┌─ Article

The states that have so far received waivers through the US Department of Education are Colorado, Florida, Georgia, Indiana, Kentucky, Massachusetts, Minnesota, New Jersey, Oklahoma, and Tennessee.
They will now have flexibility to target resources on the lowest-performing schools. They will still be expected to test and report achievement data, but will no longer have to require all schools to improve at a certain rate to reach 100 percent proficiency in reading and math by 2014, as NCLB required.
That deadline “was a wonderful goal but really impossible to attain with an education system that is structured the way it is,” says Cynthia Brown, vice president for education policy at the Center for American Progress in Washington. “We’ve had so much reform momentum throughout the country over the last five or six years that it’s really important to adapt the law to … the willingness of states and districts to take on new ways of doing things.”

└─
┌─ Data segment

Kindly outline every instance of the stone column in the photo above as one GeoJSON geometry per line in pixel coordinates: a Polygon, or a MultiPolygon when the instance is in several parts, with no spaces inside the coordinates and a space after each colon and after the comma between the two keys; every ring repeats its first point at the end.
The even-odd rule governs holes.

└─

## Goals
a) Transcribe the part of the passage about state education waivers that opens with the words containing "The states that" and closes with "Oklahoma, and Tennessee.".
b) Pick up the passage about state education waivers at the point where it stops and continue it.

## Answers to the tasks
a)
The states that have so far received waivers through the US Department of Education are Colorado, Florida, Georgia, Indiana, Kentucky, Massachusetts, Minnesota, New Jersey, Oklahoma, and Tennessee.

b)
New Mexico has also applied for a waiver and is in discussions with the US Department of Education, and 28 other states have said they intend to apply for a second round of waivers later this month.
In exchange for flexibility, the states have to set standards to prepare students for college and careers and create plans to improve the effectiveness of teachers and principals.
In addition, their accountability systems must reward schools with high performance or significant gains in closing achievement gaps. By contrast, NCLB’s requirements were largely seen as punitive.